--- begin ---

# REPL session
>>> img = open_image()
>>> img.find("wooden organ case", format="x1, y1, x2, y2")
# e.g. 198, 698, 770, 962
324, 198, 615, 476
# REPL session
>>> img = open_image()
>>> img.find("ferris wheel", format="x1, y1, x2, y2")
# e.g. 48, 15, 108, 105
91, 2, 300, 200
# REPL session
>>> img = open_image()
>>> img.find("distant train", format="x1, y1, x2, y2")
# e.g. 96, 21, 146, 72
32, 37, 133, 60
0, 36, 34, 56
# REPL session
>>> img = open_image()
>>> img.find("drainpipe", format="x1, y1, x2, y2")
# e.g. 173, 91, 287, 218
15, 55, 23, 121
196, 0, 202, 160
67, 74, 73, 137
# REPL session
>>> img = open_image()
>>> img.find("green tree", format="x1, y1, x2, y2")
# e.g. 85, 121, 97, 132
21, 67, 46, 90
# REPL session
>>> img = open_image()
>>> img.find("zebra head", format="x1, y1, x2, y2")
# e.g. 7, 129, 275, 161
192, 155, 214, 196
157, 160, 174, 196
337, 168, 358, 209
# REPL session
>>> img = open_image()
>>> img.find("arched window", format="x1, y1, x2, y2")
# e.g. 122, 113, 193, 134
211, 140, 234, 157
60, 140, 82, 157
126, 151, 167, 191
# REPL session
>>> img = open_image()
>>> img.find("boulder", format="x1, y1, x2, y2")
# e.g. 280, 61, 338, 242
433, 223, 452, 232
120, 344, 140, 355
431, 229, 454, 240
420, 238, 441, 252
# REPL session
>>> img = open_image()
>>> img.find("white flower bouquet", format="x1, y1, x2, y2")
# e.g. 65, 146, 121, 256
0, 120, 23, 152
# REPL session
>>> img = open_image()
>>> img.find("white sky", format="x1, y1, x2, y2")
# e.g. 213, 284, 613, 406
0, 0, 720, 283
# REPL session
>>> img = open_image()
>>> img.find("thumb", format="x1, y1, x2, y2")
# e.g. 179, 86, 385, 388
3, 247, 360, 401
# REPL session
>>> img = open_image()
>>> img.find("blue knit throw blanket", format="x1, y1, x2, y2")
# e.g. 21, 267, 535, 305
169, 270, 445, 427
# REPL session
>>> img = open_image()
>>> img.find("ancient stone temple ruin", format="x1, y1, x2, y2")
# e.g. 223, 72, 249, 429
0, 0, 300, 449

--- end ---

**PROBLEM REQUIREMENTS:** Please rewrite all of the items above with "REPL session" changed to "Python session" and everything else left unchanged.

**RESPONSE TO THE EXERCISE:**
# Python session
>>> img = open_image()
>>> img.find("wooden organ case", format="x1, y1, x2, y2")
# e.g. 198, 698, 770, 962
324, 198, 615, 476
# Python session
>>> img = open_image()
>>> img.find("ferris wheel", format="x1, y1, x2, y2")
# e.g. 48, 15, 108, 105
91, 2, 300, 200
# Python session
>>> img = open_image()
>>> img.find("distant train", format="x1, y1, x2, y2")
# e.g. 96, 21, 146, 72
32, 37, 133, 60
0, 36, 34, 56
# Python session
>>> img = open_image()
>>> img.find("drainpipe", format="x1, y1, x2, y2")
# e.g. 173, 91, 287, 218
15, 55, 23, 121
196, 0, 202, 160
67, 74, 73, 137
# Python session
>>> img = open_image()
>>> img.find("green tree", format="x1, y1, x2, y2")
# e.g. 85, 121, 97, 132
21, 67, 46, 90
# Python session
>>> img = open_image()
>>> img.find("zebra head", format="x1, y1, x2, y2")
# e.g. 7, 129, 275, 161
192, 155, 214, 196
157, 160, 174, 196
337, 168, 358, 209
# Python session
>>> img = open_image()
>>> img.find("arched window", format="x1, y1, x2, y2")
# e.g. 122, 113, 193, 134
211, 140, 234, 157
60, 140, 82, 157
126, 151, 167, 191
# Python session
>>> img = open_image()
>>> img.find("boulder", format="x1, y1, x2, y2")
# e.g. 280, 61, 338, 242
433, 223, 452, 232
120, 344, 140, 355
431, 229, 454, 240
420, 238, 441, 252
# Python session
>>> img = open_image()
>>> img.find("white flower bouquet", format="x1, y1, x2, y2")
# e.g. 65, 146, 121, 256
0, 120, 23, 152
# Python session
>>> img = open_image()
>>> img.find("white sky", format="x1, y1, x2, y2")
# e.g. 213, 284, 613, 406
0, 0, 720, 283
# Python session
>>> img = open_image()
>>> img.find("thumb", format="x1, y1, x2, y2")
# e.g. 179, 86, 385, 388
3, 247, 360, 401
# Python session
>>> img = open_image()
>>> img.find("blue knit throw blanket", format="x1, y1, x2, y2")
# e.g. 21, 267, 535, 305
169, 270, 445, 427
# Python session
>>> img = open_image()
>>> img.find("ancient stone temple ruin", format="x1, y1, x2, y2")
# e.g. 223, 72, 249, 429
0, 0, 300, 449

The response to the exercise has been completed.